(Region segmentation data)
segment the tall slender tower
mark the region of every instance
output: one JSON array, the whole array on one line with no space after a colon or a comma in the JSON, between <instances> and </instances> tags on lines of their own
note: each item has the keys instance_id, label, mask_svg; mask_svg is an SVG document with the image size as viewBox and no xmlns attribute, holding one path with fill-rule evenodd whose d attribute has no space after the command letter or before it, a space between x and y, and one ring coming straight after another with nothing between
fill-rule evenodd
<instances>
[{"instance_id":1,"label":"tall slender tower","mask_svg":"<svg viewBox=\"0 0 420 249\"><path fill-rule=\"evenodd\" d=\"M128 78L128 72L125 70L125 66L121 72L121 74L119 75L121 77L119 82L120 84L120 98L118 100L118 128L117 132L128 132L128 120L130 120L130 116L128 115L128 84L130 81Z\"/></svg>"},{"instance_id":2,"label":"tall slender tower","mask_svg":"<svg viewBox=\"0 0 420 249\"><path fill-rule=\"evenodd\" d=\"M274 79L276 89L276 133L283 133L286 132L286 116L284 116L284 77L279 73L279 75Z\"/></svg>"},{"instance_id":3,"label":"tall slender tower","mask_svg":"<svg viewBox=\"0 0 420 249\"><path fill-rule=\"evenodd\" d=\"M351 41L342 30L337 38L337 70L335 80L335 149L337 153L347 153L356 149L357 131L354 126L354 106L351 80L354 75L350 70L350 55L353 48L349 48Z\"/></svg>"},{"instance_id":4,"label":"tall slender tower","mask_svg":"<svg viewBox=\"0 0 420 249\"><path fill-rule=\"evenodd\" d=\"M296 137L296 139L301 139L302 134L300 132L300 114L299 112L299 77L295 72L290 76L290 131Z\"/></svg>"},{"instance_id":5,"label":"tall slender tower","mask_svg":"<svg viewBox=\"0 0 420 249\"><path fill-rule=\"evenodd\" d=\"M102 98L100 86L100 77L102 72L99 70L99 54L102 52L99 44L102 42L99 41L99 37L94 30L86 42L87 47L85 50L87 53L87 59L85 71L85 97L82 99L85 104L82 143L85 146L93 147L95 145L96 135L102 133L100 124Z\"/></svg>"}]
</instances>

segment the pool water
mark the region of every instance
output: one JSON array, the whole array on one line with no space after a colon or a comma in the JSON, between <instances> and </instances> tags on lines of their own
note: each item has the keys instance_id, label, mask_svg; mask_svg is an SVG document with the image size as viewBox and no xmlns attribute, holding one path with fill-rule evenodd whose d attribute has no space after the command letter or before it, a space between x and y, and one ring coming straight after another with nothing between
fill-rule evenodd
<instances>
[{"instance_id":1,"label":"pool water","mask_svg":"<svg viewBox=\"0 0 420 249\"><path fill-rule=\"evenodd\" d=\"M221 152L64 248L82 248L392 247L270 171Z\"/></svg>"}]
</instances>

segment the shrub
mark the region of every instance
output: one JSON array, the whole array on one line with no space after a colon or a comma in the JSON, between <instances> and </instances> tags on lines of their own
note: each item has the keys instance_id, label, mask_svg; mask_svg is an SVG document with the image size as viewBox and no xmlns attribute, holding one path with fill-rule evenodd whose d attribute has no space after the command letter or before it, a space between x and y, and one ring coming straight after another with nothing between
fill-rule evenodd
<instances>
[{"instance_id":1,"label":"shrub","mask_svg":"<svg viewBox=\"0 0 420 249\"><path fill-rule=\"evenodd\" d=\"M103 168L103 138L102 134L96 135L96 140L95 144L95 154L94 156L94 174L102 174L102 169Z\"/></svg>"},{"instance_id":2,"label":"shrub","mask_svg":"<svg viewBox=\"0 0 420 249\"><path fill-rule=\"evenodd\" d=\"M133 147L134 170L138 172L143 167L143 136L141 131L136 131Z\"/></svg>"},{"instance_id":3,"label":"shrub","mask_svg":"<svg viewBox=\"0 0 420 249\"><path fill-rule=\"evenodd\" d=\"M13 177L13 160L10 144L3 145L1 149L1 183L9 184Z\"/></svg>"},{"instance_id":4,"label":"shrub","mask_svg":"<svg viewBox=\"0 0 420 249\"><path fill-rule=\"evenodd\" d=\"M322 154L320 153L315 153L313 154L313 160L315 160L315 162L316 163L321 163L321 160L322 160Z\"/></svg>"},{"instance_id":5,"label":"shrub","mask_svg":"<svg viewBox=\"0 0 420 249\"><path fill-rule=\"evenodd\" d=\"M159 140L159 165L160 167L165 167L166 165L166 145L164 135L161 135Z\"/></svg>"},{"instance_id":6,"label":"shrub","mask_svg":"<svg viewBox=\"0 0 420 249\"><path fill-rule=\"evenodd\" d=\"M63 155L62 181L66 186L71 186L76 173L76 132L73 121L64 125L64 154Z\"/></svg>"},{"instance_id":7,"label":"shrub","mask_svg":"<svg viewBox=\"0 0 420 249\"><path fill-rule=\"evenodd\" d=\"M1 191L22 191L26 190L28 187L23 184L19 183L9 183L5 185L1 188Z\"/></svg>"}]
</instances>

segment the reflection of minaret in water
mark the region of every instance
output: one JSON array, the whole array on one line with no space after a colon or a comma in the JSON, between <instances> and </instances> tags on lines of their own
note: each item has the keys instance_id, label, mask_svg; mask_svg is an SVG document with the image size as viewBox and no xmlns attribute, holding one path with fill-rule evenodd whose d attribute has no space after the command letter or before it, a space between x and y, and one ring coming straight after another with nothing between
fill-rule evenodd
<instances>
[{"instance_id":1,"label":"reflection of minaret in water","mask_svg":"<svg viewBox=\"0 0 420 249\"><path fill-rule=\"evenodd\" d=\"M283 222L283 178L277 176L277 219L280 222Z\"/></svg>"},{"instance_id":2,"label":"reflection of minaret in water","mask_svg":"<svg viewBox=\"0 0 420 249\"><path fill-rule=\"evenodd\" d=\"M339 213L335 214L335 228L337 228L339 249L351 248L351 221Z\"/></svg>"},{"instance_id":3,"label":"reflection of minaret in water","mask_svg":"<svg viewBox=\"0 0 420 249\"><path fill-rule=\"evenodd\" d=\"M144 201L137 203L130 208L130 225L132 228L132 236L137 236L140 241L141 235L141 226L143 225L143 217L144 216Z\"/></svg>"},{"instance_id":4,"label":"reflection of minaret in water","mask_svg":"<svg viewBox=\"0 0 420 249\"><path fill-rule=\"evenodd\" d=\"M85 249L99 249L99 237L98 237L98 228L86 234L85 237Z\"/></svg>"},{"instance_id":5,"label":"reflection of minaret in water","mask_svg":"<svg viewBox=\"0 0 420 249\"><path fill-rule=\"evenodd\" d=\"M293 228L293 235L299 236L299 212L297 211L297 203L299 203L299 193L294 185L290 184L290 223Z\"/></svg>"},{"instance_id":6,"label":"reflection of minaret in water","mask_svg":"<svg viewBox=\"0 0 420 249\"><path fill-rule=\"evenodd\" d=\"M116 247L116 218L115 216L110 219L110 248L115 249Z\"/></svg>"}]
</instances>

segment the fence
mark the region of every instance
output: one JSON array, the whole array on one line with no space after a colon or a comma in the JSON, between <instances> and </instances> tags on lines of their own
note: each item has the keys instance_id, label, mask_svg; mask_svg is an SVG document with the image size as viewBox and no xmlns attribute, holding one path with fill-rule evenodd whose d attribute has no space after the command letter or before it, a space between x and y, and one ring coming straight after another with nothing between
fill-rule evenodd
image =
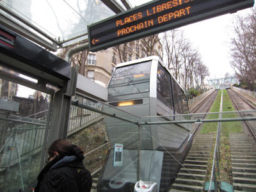
<instances>
[{"instance_id":1,"label":"fence","mask_svg":"<svg viewBox=\"0 0 256 192\"><path fill-rule=\"evenodd\" d=\"M190 107L191 106L192 106L193 104L194 104L195 103L196 103L197 101L198 101L199 100L200 100L202 98L205 97L206 95L208 95L209 93L210 93L209 92L212 92L212 90L209 90L206 92L204 92L204 93L193 98L192 99L189 99L188 100L188 106Z\"/></svg>"},{"instance_id":2,"label":"fence","mask_svg":"<svg viewBox=\"0 0 256 192\"><path fill-rule=\"evenodd\" d=\"M240 92L244 93L244 94L246 94L247 95L249 95L251 97L256 99L256 92L251 92L251 91L244 90L244 89L242 89L242 88L240 88L238 87L236 87L236 86L233 86L233 88Z\"/></svg>"},{"instance_id":3,"label":"fence","mask_svg":"<svg viewBox=\"0 0 256 192\"><path fill-rule=\"evenodd\" d=\"M84 105L99 110L101 110L102 108L102 104L101 103L95 102L84 98L83 98L83 104ZM102 116L102 115L100 113L83 109L77 106L72 106L68 133L83 127L84 125L86 125L89 122Z\"/></svg>"}]
</instances>

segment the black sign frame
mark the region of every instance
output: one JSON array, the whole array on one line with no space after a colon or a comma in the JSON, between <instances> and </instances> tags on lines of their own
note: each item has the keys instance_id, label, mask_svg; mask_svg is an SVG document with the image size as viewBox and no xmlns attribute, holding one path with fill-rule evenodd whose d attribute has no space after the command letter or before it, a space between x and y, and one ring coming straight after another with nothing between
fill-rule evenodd
<instances>
[{"instance_id":1,"label":"black sign frame","mask_svg":"<svg viewBox=\"0 0 256 192\"><path fill-rule=\"evenodd\" d=\"M254 0L157 0L88 26L89 50L98 51L253 6Z\"/></svg>"}]
</instances>

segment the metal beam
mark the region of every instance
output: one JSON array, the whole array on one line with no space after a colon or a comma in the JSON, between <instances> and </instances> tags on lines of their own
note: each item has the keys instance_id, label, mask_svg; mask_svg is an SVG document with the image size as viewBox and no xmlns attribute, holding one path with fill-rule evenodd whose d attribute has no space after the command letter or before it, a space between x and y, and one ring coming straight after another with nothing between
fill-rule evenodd
<instances>
[{"instance_id":1,"label":"metal beam","mask_svg":"<svg viewBox=\"0 0 256 192\"><path fill-rule=\"evenodd\" d=\"M54 43L52 44L49 42L47 42L43 38L39 37L38 35L33 33L31 31L26 29L24 26L16 23L2 13L0 13L0 24L10 30L20 34L21 36L29 39L32 42L35 42L50 51L57 51L57 45L56 44Z\"/></svg>"},{"instance_id":2,"label":"metal beam","mask_svg":"<svg viewBox=\"0 0 256 192\"><path fill-rule=\"evenodd\" d=\"M115 0L100 1L116 14L125 11Z\"/></svg>"},{"instance_id":3,"label":"metal beam","mask_svg":"<svg viewBox=\"0 0 256 192\"><path fill-rule=\"evenodd\" d=\"M128 3L128 2L126 0L121 0L121 1L127 10L132 8L131 5Z\"/></svg>"},{"instance_id":4,"label":"metal beam","mask_svg":"<svg viewBox=\"0 0 256 192\"><path fill-rule=\"evenodd\" d=\"M30 28L33 29L33 30L35 30L35 31L38 33L40 35L42 35L43 36L44 36L46 38L49 39L50 41L52 42L53 43L55 43L57 45L59 45L59 44L61 44L61 43L58 42L56 39L52 38L52 36L51 36L50 35L49 35L48 34L47 34L46 33L43 31L42 29L39 29L38 28L37 28L35 25L32 24L31 22L27 21L26 19L24 19L20 16L19 16L19 15L16 14L15 13L12 12L11 10L7 8L6 6L3 6L1 4L0 4L0 9L3 10L7 14L13 17L15 19L17 19L18 20L19 20L22 23L24 24L26 26L27 26L29 27ZM4 15L3 14L1 14L1 15ZM9 19L12 20L10 18L9 18ZM16 22L14 22L14 21L13 21L13 22L14 23L15 23L15 24L17 23ZM27 38L28 38L28 37L27 37Z\"/></svg>"}]
</instances>

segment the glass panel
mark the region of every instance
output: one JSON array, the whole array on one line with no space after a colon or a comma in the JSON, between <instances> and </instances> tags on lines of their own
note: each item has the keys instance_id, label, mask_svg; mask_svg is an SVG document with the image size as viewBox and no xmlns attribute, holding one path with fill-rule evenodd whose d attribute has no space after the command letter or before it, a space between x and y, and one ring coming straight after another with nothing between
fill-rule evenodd
<instances>
[{"instance_id":1,"label":"glass panel","mask_svg":"<svg viewBox=\"0 0 256 192\"><path fill-rule=\"evenodd\" d=\"M87 25L114 15L99 0L2 0L0 3L60 41L87 33ZM83 36L75 41L84 40Z\"/></svg>"},{"instance_id":2,"label":"glass panel","mask_svg":"<svg viewBox=\"0 0 256 192\"><path fill-rule=\"evenodd\" d=\"M151 61L116 68L108 88L108 96L149 92Z\"/></svg>"},{"instance_id":3,"label":"glass panel","mask_svg":"<svg viewBox=\"0 0 256 192\"><path fill-rule=\"evenodd\" d=\"M39 173L51 97L0 79L0 191L29 191Z\"/></svg>"},{"instance_id":4,"label":"glass panel","mask_svg":"<svg viewBox=\"0 0 256 192\"><path fill-rule=\"evenodd\" d=\"M173 110L170 85L170 74L166 69L159 65L157 75L157 99L159 99L164 105Z\"/></svg>"}]
</instances>

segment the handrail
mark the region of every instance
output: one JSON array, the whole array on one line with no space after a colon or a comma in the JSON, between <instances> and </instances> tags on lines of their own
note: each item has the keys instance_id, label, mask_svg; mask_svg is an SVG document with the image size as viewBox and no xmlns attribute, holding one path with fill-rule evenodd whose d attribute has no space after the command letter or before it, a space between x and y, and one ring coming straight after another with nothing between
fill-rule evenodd
<instances>
[{"instance_id":1,"label":"handrail","mask_svg":"<svg viewBox=\"0 0 256 192\"><path fill-rule=\"evenodd\" d=\"M191 99L189 99L188 101L188 106L190 107L193 106L194 104L195 104L197 101L198 101L200 99L204 97L207 94L208 94L209 92L212 92L212 90L210 90L209 91L207 91L206 92L203 93L201 95L199 95L198 96L194 97Z\"/></svg>"},{"instance_id":2,"label":"handrail","mask_svg":"<svg viewBox=\"0 0 256 192\"><path fill-rule=\"evenodd\" d=\"M236 86L233 86L233 88L240 92L244 93L252 98L256 99L256 92L251 92L251 91L244 90L241 88L238 88L238 87L236 87Z\"/></svg>"},{"instance_id":3,"label":"handrail","mask_svg":"<svg viewBox=\"0 0 256 192\"><path fill-rule=\"evenodd\" d=\"M223 95L223 90L222 90L221 99L221 101L220 101L220 112L222 112ZM219 119L221 119L221 118L222 118L222 114L220 113ZM215 142L215 149L214 149L214 154L213 161L212 161L212 173L211 175L210 186L209 187L208 192L211 192L211 189L212 179L214 182L214 191L215 192L218 191L218 186L217 185L217 179L216 179L216 175L215 161L216 161L216 164L217 164L217 173L218 175L220 175L219 161L220 159L220 147L221 132L221 123L220 122L219 122L219 123L218 124L217 136L216 136L216 142Z\"/></svg>"}]
</instances>

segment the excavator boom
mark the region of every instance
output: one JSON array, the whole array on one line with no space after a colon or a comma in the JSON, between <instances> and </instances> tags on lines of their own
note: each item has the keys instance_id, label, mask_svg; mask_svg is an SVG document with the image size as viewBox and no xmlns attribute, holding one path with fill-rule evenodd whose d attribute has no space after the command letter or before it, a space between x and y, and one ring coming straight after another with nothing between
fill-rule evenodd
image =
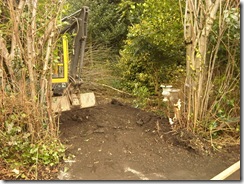
<instances>
[{"instance_id":1,"label":"excavator boom","mask_svg":"<svg viewBox=\"0 0 244 184\"><path fill-rule=\"evenodd\" d=\"M87 108L96 104L93 92L80 93L83 83L81 72L87 38L88 12L89 8L83 6L77 12L62 19L68 25L60 31L62 52L60 60L53 64L52 109L54 112L68 111L73 107ZM72 45L71 50L70 45Z\"/></svg>"}]
</instances>

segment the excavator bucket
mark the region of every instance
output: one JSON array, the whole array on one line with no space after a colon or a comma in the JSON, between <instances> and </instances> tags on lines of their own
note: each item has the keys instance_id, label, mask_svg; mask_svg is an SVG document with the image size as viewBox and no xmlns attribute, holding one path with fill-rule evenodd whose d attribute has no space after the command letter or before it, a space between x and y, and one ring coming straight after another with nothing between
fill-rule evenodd
<instances>
[{"instance_id":1,"label":"excavator bucket","mask_svg":"<svg viewBox=\"0 0 244 184\"><path fill-rule=\"evenodd\" d=\"M52 110L54 112L69 111L73 108L88 108L96 105L96 99L93 92L67 96L52 97Z\"/></svg>"}]
</instances>

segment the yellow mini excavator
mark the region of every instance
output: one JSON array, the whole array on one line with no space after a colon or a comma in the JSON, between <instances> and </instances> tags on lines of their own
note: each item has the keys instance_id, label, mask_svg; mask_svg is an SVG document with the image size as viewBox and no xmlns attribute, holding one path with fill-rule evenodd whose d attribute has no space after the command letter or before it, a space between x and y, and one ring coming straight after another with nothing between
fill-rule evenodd
<instances>
[{"instance_id":1,"label":"yellow mini excavator","mask_svg":"<svg viewBox=\"0 0 244 184\"><path fill-rule=\"evenodd\" d=\"M81 70L87 39L87 19L89 8L83 6L77 12L64 17L66 24L60 30L62 49L59 60L53 63L52 109L54 112L68 111L73 107L86 108L95 105L93 92L80 93ZM69 49L71 45L72 49Z\"/></svg>"}]
</instances>

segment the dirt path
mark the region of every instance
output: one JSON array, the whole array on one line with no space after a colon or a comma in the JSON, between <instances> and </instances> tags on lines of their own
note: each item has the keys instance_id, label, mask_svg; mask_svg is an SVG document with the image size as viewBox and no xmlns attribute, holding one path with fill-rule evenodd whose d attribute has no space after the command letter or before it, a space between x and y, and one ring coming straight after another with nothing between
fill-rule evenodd
<instances>
[{"instance_id":1,"label":"dirt path","mask_svg":"<svg viewBox=\"0 0 244 184\"><path fill-rule=\"evenodd\" d=\"M62 180L209 180L240 159L238 147L210 156L180 142L185 132L171 132L165 119L110 99L64 112L60 130L74 155Z\"/></svg>"}]
</instances>

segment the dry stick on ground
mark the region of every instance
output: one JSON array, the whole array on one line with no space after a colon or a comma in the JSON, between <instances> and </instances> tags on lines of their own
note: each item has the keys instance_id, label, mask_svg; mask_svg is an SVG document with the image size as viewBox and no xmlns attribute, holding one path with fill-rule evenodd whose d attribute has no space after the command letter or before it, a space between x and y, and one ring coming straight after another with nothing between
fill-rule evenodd
<instances>
[{"instance_id":1,"label":"dry stick on ground","mask_svg":"<svg viewBox=\"0 0 244 184\"><path fill-rule=\"evenodd\" d=\"M112 86L109 86L109 85L106 85L106 84L99 84L99 83L94 83L94 82L92 82L92 84L95 84L95 85L101 85L101 86L104 86L104 87L107 87L107 88L113 89L113 90L115 90L115 91L117 91L117 92L119 92L119 93L123 93L123 94L129 95L129 96L133 96L133 95L132 95L132 94L130 94L130 93L127 93L127 92L121 91L121 90L119 90L119 89L116 89L116 88L114 88L114 87L112 87Z\"/></svg>"}]
</instances>

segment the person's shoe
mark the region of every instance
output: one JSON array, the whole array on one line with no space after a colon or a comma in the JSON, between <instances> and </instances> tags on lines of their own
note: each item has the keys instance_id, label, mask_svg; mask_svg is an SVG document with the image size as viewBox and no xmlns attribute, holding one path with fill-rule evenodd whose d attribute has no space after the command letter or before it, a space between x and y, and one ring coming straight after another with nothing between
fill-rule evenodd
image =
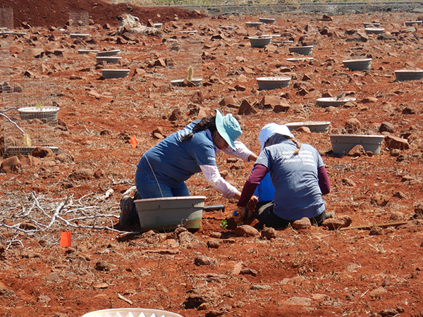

Requirements
Select and copy every line of the items above that contains the string "minaret", treating uppercase and lowercase as different.

The solution
segment the reflection of minaret in water
[{"instance_id":1,"label":"reflection of minaret in water","mask_svg":"<svg viewBox=\"0 0 420 249\"><path fill-rule=\"evenodd\" d=\"M283 222L283 178L277 176L277 219L280 222Z\"/></svg>"},{"instance_id":2,"label":"reflection of minaret in water","mask_svg":"<svg viewBox=\"0 0 420 249\"><path fill-rule=\"evenodd\" d=\"M339 213L335 214L335 228L337 228L339 249L351 248L351 221Z\"/></svg>"},{"instance_id":3,"label":"reflection of minaret in water","mask_svg":"<svg viewBox=\"0 0 420 249\"><path fill-rule=\"evenodd\" d=\"M144 201L137 203L130 208L130 225L132 228L132 236L137 236L140 241L141 235L141 226L143 225L143 217L144 216Z\"/></svg>"},{"instance_id":4,"label":"reflection of minaret in water","mask_svg":"<svg viewBox=\"0 0 420 249\"><path fill-rule=\"evenodd\" d=\"M85 249L99 249L99 237L98 237L98 228L86 234L85 237Z\"/></svg>"},{"instance_id":5,"label":"reflection of minaret in water","mask_svg":"<svg viewBox=\"0 0 420 249\"><path fill-rule=\"evenodd\" d=\"M293 228L293 235L299 236L299 212L297 211L297 203L299 203L299 193L294 185L290 184L290 223Z\"/></svg>"},{"instance_id":6,"label":"reflection of minaret in water","mask_svg":"<svg viewBox=\"0 0 420 249\"><path fill-rule=\"evenodd\" d=\"M116 247L116 218L115 216L110 219L110 248L115 249Z\"/></svg>"}]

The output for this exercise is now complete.